* **Task details**
Please continue the account of Martin Sheen's heart collapse in the Philippines, starting right after its last sentence.

* **Document segment**
============

Recalls his friend, actor Gary Morgan, “When Marty came home after the typhoon he was real scared. He said, ‘I don’t know if I am going to live through this. Those fuckers are crazy, all those helicopters and really blowing things up.’ It was freaky; at the airport he kept saying goodbye to everyone.”
Sheen’s gruesome premonitions were not groundless. He returned to the Philippines and his heart collapsed. “I nearly died,” he says quietly. “I was alone. Janet had gone to Manila for the weekend. I was under a lot of tension. I had terrible eating habits and I was smoking a lot. I had been up and down like a yo-yo all night. I was reading several books at the time: William Burroughs’ Naked Lunch, William Saroyan’s Sons Come and Go, Mothers Hang In Forever, a book on the Fonda family and Tennessee Williams’ biography. I kept getting up and picking up one book and then another, and I had this severe pain in my inner elbow. Then my chest started to hurt and I thought, ‘I’d better quit smoking.’ All the while the wind was howling. The pain grew more and more intense as the night went on.
“At dawn I got up and I looked at myself in the mirror. My eyes were down to here.” He points to his cheeks. “I looked bad. Then I really began to feel strange and went into the toilet and started feeling faint. I dressed myself, lying on the floor, pulling on my clothes and my combat boots. I crawled to the side of the road and propped myself up and waited. A public bus stopped and loaded me in. I made myself stay awake because I was sure if I lost consciousness I wouldn’t come back. Then the wardrobe van passed and I was loaded into it. We drove to the production office and Dean Tavoularis, the production designer, stuck his head in the van, looked at me and started to cry. A doctor came in and he looked real worried. I just said, ‘Get me a priest.’ And he came and gave me the last rites. Here I am confessing and he couldn’t understand a word of English.” Sheen looks away. He smiles. “Well, who cares. That’s all right.” He smiles again. “I am one of those cliffhanging Catholics. I don’t believe in God, but I do believe that Mary was his mother.”

============

* **The data**
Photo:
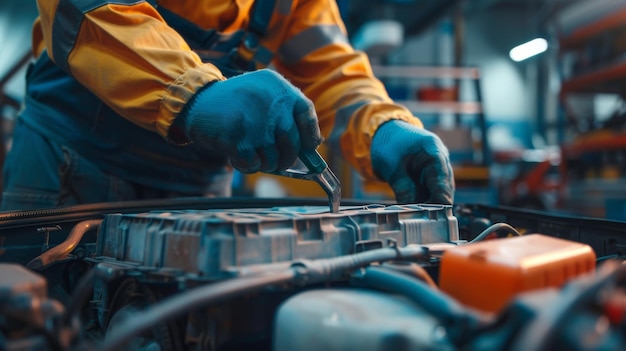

============

* **Response**
Sheen takes a deep breath. Talking about this period remains difficult. He continues, “I just wanted to get to Janet. I was lying there for hours. They were trying to decide if they should risk taking me up in a chopper. I said yes and we flew to Manila. An ambulance met us, and as we drove to the hospital I remember getting up and untying my shoes. The doctors were yelling, ‘Lie down,’ and I said, ‘Don’t say another word until I get my boots off.’ I untied one boot and threw it to the floor and then the other. See,” says Sheen, “when I first went to New York twenty years ago, I was on the Bowery one day and watched these morgue people cart away a dead man. This one guy took off the shoes of the dead man and I’ll never forget that. And all the while I was lying there I kept thinking, ‘Take those fuckers off yourself and you’ll make it.’ “
Sheen not only had a heart attack but a nervous breakdown as well. “I completely fell apart. My spirit was exposed. I cried and cried. I turned completely gray — my eyes, my beard — all gray. I was in intensive care. Janet slept on the floor beside me. She called a therapist in New York and I talked to her every day and those two ladies pulled me through. I knew I would never come back until I accepted full and total responsibility for what had happened to me. No one put a gun to my head and forced me to be there. I was there because I had a big ego and wanted to be in a Coppola film.”